Text extract

— start —

This connection between baptism, dying, and rising also appears in Colossians 2:11-12: You are co-buried with Christ! In the synoptic Gospels, as well, Jesus equates baptism with his journey to the cross in Mark 10:38-39 and Luke 12:50. It is also important to read Paul’s use of baptism in Rom. 6 within a larger context of dying and rising found, most notably, in Galatians and II Corinthians; this context has been lacking in much interpretation of Rom. 6.20 Accordingly, Paul’s discussion of baptism in Romans cannot be considered a summation of his doctrine of baptism, but it does make clear the intimate connection to Christ’s death and resurrection. It bridges the gap between between the cross and the life of the believer:
[…] not because baptism repeats Christ’s death or enables it to be present in some unique way, but because in baptism the destruction of the old world and founding of the new which the cross brings about reaches its goal in the life of the believer.21
Therefore baptism is the present reality of God’s past work in Christ and future redemption of the world. The past and future work of God come together in the believer’s present life. Death and resurrection are a present reality for the baptized.

— end —

Data lines
— start —

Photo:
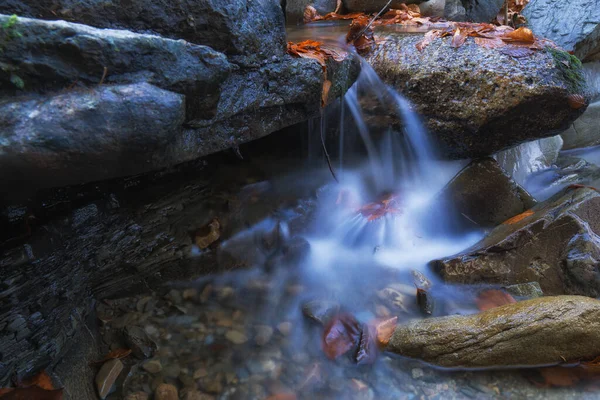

— end —

Written task
Extend the passage on baptism and Christ's death and resurrection, carrying on directly from its final sentence.

Response
A Rhythm of Dying and Rising
From this insight flows the Lutheran concern for understanding baptism as a continuous and daily treasure. Luther, for example, always works to expand the notion of baptism from a one-time rite to a life-long gift. While the initial rite baptism inaugurates the drowning of sin, it is “not fulfilled completely in this life.”22 In baptism, God begins to bring about death to sin and life to faith, but not until the end of earthly life is the work of baptism completed in the believer. The work of baptism is therefore ongoing and eschatological. In baptism, God continues throughout life to overrule sin. “[I]t is daily being more and more destroyed in us until our death.”23 The ever present reality of sin does not nullify baptism, but rather shows its purpose. Paradoxically, Luther can say that baptism “makes all sufferings, and especially death, profitable and helpful.”24 How can baptism use evil for good? Baptism does not glorify suffering, evil, or violence, but speaks against them with work of the cross. Baptism does not prove that human suffering is redemptive, but in suffering, it provides the assurance of Christian hope: that out of death, God brings life.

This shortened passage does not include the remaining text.